━━━ Records for this exercise

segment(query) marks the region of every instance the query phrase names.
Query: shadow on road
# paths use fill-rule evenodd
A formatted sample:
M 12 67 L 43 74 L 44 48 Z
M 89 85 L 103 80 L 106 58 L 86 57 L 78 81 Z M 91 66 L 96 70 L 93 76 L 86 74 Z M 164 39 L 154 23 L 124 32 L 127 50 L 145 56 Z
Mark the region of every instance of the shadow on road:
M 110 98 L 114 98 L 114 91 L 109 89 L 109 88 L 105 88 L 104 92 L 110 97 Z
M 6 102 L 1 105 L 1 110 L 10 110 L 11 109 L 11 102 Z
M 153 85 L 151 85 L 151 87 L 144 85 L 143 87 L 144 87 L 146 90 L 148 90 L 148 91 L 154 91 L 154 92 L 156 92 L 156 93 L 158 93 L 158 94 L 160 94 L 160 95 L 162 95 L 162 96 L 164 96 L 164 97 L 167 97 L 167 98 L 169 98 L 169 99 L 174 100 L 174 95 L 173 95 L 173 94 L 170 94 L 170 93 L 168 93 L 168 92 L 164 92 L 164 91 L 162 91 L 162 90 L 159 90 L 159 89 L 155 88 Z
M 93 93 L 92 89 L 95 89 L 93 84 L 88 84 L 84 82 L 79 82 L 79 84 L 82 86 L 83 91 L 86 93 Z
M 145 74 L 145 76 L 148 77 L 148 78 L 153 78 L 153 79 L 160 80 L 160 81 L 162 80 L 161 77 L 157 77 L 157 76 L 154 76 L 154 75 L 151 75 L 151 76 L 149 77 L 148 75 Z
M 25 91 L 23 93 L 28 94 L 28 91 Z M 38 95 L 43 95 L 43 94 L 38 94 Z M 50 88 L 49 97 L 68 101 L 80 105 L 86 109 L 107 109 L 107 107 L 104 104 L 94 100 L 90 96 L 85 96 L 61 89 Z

━━━━━━

**Task directions:**
Reproduce the entries exactly, but only from their first line to the line holding "M 89 85 L 103", with that last line kept.

**Expected output:**
segment(query) marks the region of every instance the query phrase names.
Query: shadow on road
# paths use fill-rule evenodd
A formatted sample:
M 12 67 L 43 74 L 44 48 Z
M 89 85 L 103 80 L 106 58 L 86 57 L 78 81 Z M 91 66 L 96 70 L 93 76 L 86 74 Z M 164 39 L 154 23 L 124 32 L 127 50 L 145 56 Z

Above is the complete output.